### Work task:
Reproduce the listing below verbatim, from its first line up to and including the line with "box: [0, 419, 94, 578]". Return only those lines.

### The input:

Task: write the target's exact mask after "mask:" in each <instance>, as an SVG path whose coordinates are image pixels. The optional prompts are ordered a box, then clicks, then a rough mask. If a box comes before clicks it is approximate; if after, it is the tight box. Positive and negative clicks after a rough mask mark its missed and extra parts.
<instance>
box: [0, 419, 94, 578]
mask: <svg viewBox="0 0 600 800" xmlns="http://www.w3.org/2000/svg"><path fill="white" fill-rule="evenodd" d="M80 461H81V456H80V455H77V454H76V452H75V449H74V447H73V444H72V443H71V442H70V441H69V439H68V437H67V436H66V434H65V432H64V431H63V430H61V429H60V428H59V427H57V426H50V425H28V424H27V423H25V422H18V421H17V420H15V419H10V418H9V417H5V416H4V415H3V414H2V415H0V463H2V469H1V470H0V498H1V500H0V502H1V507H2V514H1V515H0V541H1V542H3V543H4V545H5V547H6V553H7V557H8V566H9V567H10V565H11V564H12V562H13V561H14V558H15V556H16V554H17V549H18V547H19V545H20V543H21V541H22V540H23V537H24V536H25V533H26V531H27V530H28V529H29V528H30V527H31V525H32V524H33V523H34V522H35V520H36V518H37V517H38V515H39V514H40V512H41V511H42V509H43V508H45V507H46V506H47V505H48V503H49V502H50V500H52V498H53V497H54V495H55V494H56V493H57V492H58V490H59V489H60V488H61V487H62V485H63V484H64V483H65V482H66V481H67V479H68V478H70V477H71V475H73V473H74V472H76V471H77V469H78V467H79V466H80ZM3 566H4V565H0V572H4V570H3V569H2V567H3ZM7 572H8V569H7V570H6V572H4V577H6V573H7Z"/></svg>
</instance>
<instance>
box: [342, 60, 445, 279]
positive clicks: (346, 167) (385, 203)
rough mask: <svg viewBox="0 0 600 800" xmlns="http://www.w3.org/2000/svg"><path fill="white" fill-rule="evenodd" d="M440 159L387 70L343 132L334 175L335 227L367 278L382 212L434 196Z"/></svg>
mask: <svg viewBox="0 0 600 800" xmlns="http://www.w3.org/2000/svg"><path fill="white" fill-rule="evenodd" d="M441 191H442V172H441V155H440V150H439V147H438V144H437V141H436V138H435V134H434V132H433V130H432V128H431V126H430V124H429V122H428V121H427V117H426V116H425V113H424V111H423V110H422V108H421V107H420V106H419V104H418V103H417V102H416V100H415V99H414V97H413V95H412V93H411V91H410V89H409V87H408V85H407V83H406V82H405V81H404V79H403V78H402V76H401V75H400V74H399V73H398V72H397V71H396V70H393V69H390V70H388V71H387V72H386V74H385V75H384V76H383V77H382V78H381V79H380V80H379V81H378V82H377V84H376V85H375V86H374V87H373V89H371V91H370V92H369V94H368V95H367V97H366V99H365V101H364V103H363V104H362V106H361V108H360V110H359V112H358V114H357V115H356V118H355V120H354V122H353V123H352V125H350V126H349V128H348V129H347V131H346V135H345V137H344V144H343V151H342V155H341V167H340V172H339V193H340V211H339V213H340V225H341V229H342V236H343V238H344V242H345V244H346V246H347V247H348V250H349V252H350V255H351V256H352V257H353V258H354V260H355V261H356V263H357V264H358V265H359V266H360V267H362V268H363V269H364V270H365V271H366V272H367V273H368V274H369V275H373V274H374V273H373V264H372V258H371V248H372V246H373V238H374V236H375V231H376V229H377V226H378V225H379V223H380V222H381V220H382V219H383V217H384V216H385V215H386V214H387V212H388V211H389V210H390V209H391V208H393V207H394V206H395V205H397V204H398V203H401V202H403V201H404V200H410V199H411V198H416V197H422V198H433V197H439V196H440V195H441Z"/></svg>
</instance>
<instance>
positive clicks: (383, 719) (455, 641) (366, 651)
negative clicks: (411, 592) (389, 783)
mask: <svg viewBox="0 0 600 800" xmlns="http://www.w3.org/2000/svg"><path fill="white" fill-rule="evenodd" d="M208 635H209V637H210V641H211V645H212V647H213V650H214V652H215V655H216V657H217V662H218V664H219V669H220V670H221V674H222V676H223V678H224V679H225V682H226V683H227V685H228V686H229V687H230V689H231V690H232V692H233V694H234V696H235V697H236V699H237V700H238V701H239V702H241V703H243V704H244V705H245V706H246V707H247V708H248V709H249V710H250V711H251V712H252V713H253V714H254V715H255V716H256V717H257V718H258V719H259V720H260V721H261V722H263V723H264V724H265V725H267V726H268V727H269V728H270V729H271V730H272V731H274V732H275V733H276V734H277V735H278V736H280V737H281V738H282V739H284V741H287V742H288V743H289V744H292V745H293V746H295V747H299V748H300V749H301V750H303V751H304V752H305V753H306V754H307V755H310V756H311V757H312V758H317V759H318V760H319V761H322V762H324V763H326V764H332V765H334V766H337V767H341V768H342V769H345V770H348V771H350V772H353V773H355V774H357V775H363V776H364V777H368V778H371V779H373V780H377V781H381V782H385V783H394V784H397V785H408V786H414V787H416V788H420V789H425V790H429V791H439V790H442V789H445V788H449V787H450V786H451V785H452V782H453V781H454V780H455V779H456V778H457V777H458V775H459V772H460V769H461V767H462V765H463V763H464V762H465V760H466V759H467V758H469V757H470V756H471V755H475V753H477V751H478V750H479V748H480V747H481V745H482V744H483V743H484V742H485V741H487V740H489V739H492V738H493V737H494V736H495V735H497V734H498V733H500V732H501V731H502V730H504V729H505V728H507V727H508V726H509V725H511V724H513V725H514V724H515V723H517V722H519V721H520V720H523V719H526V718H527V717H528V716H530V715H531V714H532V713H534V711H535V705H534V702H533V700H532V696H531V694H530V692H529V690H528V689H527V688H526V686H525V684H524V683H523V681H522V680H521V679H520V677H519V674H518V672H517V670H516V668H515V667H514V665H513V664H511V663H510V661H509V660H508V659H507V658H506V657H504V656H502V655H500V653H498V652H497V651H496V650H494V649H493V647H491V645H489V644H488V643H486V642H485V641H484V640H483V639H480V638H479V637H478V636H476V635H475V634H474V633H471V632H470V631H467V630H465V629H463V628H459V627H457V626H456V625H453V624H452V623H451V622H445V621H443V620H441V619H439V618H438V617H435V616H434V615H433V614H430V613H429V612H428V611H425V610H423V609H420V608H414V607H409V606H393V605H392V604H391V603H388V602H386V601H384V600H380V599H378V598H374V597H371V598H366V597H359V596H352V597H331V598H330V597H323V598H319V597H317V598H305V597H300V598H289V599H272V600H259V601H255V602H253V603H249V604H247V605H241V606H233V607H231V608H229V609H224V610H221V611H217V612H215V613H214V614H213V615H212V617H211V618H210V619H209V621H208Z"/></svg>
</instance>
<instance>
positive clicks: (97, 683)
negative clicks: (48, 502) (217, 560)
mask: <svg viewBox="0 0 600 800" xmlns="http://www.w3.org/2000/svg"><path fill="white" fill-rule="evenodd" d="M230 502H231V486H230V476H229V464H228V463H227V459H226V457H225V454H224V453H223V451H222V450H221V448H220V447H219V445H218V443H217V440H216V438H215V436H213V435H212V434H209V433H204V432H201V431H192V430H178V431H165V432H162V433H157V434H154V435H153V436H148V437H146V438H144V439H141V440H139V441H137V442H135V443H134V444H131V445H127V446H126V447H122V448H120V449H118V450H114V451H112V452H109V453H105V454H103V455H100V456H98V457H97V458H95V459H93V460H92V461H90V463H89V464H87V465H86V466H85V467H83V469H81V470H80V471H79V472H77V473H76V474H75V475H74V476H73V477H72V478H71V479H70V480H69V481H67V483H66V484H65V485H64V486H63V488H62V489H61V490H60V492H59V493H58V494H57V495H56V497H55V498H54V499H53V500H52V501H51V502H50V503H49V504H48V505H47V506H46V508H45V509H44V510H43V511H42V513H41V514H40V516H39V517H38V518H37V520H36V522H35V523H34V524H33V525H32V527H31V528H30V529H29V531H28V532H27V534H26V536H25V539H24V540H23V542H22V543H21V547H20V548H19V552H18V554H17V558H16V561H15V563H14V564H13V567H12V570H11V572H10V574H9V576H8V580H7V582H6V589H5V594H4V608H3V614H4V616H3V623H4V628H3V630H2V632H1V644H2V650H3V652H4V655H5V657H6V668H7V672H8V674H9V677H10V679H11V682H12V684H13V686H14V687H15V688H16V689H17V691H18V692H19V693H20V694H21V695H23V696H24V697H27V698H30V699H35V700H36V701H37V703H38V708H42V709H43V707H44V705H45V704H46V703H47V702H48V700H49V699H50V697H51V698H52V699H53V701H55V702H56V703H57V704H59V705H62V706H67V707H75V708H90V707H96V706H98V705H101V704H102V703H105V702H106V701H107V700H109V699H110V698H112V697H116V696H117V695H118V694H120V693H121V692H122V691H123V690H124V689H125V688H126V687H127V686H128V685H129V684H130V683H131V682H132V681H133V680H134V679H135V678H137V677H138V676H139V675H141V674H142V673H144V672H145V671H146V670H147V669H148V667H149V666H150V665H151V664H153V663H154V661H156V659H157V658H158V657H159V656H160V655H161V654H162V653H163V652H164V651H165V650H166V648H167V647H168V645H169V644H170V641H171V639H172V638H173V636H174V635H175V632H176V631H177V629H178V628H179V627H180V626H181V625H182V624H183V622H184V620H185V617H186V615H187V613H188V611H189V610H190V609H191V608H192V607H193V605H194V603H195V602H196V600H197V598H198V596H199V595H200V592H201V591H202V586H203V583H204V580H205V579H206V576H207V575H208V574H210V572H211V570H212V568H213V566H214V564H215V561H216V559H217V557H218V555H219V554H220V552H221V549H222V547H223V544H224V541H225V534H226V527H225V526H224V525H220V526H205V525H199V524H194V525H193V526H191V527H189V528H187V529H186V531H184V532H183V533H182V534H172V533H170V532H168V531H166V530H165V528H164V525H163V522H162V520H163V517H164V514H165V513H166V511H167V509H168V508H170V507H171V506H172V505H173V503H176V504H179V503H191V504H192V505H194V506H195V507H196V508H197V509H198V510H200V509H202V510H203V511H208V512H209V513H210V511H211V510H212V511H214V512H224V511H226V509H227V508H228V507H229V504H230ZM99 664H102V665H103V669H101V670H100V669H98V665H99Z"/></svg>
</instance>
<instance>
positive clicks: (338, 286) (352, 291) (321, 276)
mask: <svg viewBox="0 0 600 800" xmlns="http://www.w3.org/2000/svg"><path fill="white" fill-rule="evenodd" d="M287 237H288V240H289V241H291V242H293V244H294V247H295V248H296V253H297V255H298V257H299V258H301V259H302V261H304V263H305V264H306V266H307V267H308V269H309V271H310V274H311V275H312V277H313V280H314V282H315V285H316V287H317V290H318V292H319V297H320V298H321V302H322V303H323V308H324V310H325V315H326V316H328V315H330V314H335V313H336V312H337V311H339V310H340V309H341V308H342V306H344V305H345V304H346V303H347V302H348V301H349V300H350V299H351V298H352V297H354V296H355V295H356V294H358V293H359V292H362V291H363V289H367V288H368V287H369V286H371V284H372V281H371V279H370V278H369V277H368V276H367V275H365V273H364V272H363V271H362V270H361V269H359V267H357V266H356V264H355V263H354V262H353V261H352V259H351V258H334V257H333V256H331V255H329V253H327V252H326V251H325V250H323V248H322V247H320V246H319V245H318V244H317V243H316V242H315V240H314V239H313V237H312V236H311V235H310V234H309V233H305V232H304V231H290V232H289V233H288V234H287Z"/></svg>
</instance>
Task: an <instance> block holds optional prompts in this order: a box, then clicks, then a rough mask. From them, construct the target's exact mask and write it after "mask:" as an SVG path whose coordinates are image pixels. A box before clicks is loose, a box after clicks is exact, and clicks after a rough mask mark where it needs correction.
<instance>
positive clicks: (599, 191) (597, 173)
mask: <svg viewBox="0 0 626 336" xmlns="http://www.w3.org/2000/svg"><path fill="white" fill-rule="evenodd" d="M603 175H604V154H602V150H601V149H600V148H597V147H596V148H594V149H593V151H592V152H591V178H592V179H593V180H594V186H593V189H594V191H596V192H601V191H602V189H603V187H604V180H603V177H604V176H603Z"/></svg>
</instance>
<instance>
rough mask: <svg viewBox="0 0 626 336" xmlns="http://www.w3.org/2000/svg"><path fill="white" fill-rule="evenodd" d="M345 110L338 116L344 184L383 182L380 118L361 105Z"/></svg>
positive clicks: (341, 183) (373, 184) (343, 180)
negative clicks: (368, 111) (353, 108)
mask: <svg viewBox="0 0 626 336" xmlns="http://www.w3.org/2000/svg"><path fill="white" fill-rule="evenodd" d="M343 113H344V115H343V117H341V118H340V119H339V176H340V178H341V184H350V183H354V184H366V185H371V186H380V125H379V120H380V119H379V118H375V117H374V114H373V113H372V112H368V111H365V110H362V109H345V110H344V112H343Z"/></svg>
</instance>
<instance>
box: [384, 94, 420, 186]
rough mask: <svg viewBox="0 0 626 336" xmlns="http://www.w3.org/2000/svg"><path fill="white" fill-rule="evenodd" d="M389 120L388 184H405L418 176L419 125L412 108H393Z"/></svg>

### Answer to this problem:
Task: write the target's exact mask after "mask:" in each <instance>, as an SVG path whose coordinates are image pixels. The optional prompts are ordered a box, then clicks, then a rough mask. If a box comes before clicks it is approximate; if after, it is the tight box. Positive and negative clicks after a rough mask mark its missed and extra parts.
<instance>
box: [0, 419, 94, 578]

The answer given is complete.